What is being asked: Each line of the material must be returned exactly.

## BEGIN The records

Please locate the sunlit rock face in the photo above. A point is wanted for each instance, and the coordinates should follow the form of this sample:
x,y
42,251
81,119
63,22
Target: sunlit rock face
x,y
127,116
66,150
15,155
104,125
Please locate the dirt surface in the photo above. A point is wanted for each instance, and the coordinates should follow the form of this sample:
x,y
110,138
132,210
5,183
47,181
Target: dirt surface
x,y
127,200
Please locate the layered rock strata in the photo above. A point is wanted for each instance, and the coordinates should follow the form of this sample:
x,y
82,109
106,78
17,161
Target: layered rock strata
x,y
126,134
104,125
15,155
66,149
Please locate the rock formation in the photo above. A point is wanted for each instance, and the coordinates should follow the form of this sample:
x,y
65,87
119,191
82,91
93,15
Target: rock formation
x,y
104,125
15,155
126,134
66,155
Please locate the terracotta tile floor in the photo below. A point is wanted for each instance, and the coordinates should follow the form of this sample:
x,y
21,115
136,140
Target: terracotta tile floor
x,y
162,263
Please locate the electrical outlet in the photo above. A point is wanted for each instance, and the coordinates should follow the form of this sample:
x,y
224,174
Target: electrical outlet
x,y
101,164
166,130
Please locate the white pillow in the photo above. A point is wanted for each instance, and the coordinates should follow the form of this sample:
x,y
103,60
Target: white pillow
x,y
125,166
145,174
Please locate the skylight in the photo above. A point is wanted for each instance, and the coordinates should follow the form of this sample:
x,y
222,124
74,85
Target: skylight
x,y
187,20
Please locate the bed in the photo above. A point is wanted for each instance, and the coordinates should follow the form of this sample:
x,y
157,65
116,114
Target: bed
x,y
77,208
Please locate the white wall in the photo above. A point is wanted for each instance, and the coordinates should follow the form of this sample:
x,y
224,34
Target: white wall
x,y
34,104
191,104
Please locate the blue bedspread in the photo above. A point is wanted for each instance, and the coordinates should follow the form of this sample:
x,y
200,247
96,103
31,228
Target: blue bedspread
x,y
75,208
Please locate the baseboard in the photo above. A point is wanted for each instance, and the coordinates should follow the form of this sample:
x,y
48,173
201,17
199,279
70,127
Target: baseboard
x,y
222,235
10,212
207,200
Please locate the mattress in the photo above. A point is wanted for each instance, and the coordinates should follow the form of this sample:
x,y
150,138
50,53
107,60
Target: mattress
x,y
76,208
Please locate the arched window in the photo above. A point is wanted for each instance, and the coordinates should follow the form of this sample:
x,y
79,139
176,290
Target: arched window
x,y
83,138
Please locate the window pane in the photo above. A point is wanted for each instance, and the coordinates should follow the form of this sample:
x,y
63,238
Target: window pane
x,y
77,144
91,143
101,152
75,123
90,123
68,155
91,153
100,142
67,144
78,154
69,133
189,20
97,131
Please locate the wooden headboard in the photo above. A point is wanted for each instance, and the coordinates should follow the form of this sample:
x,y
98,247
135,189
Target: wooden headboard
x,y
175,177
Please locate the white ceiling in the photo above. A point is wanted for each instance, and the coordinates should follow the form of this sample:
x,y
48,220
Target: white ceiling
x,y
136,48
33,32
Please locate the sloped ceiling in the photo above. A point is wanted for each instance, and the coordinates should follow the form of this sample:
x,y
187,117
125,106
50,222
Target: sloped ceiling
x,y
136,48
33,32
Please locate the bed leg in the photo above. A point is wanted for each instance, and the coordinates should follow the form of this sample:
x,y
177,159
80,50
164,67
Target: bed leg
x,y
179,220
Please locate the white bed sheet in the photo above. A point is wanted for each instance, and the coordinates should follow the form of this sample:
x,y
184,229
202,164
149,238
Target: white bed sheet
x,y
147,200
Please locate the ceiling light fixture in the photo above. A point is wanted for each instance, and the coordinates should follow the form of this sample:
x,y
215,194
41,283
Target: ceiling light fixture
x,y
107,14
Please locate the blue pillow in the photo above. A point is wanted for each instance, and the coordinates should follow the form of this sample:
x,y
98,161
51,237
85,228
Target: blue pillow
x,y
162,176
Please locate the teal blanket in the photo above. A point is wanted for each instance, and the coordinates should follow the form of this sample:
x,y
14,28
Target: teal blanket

## END The records

Final answer:
Please locate the sunlit rock face in the photo above. A point is wanted for each instance, and the coordinates should follow the form of this sample:
x,y
42,251
81,119
63,22
Target: sunlit rock face
x,y
127,116
66,150
15,155
104,125
Please locate the dirt surface in the photo above. A point is wanted for each instance, and the coordinates should follow the form of this sample:
x,y
110,138
132,210
5,183
47,181
Target: dirt surface
x,y
127,200
Please locate the layered rock strata in the photo above. A point is wanted for each instance, and the coordinates should follow the form of this sample:
x,y
82,109
106,78
17,161
Target: layered rock strata
x,y
126,134
104,125
15,155
66,149
Please locate the rock formation in the photo above. A point is wanted for each instance, and the coordinates should follow the form of this sample:
x,y
65,87
119,191
82,91
93,15
Target: rock formation
x,y
104,125
15,155
126,134
66,155
Please locate the terracotta tile floor in the photo below. A point is wanted for each instance, and the coordinates should follow the form of this sample:
x,y
21,115
136,140
Target: terracotta tile floor
x,y
162,263
Please locate the electrical outlet in the photo above. A point is wanted for each instance, and the coordinates should follow the form of this sample:
x,y
224,174
Target: electrical outlet
x,y
101,164
166,130
Please locate the white pillow in the photo above. A point is wanted for each instance, and the coordinates should follow the form of this sample:
x,y
103,60
Target: white pillow
x,y
125,166
145,174
Please locate the skylight in the photo above. A point is wanted for each instance, and the coordinates should follow the form of this sample:
x,y
222,124
74,85
Target: skylight
x,y
187,20
Please locate the bed in the photo above. A point is wanted for each instance, and the coordinates should follow the form of this sample:
x,y
157,65
116,114
Target: bed
x,y
77,208
Please locate the white wall in the photo above. A point is wanted for each instance, and the coordinates should follow the form of this sample:
x,y
224,34
Target: white wall
x,y
34,104
191,104
Please locate the blue bedspread in the photo above. A point is wanted for each instance, and the coordinates should follow the form of this sample:
x,y
200,247
96,103
31,228
Target: blue bedspread
x,y
75,208
Please locate the baseboard in the photo above. A point is wanted for each instance, and the coordinates should follow the form of this sample:
x,y
48,173
201,17
199,279
70,127
Target: baseboard
x,y
222,235
10,212
207,200
Please locate the mattress in the photo above. A point is wanted for each instance, and the coordinates should follow the form of this sample:
x,y
150,138
50,53
107,60
Target: mattress
x,y
76,208
Please locate the arched window in the photo above. A point is wanted for each instance, and the coordinates should follow the form of this sample:
x,y
79,139
176,290
Target: arched window
x,y
83,138
Please locate the window pane in the photo above. A point is wanted for each instance, and the coordinates should follow the form of this sample:
x,y
63,238
Target: window pane
x,y
77,144
91,143
101,152
75,123
90,123
68,155
91,153
100,142
67,144
78,154
69,133
189,20
97,131
Please locate the wooden headboard in the photo above. A point is wanted for each instance, and the coordinates should follow the form of this sample:
x,y
98,247
135,189
Target: wooden headboard
x,y
175,177
Please locate the white ceiling in the photo above. A point is wanted for each instance, and the coordinates should follow the form of this sample:
x,y
48,220
Target: white ceiling
x,y
136,48
33,32
Please locate the sloped ceiling in the photo above. A point is wanted for each instance, and the coordinates should follow the form of this sample:
x,y
187,117
125,106
50,222
Target: sloped ceiling
x,y
136,48
33,32
Please locate the bed leg in the photo above. A point is wanted for each instance, and the coordinates should follow the form of this sample:
x,y
177,159
80,50
164,67
Target: bed leg
x,y
179,220
Please locate the white bed sheet in the photo above. A point is wanted for each instance, and the coordinates should follow the form of this sample:
x,y
184,229
202,164
149,238
Target: white bed sheet
x,y
147,200
Please locate the ceiling light fixture in the photo above. A point is wanted for each instance, and the coordinates should follow the form of this sample:
x,y
215,194
41,283
Target: ceiling light fixture
x,y
107,14
Please locate the blue pillow in the photo above. A point is wanted for each instance, and the coordinates should follow the form of this sample:
x,y
98,161
51,237
85,228
Target: blue pillow
x,y
162,176
Please locate the teal blanket in the photo above. A point is wanted for each instance, and the coordinates should follow the form of this sample:
x,y
14,28
Target: teal blanket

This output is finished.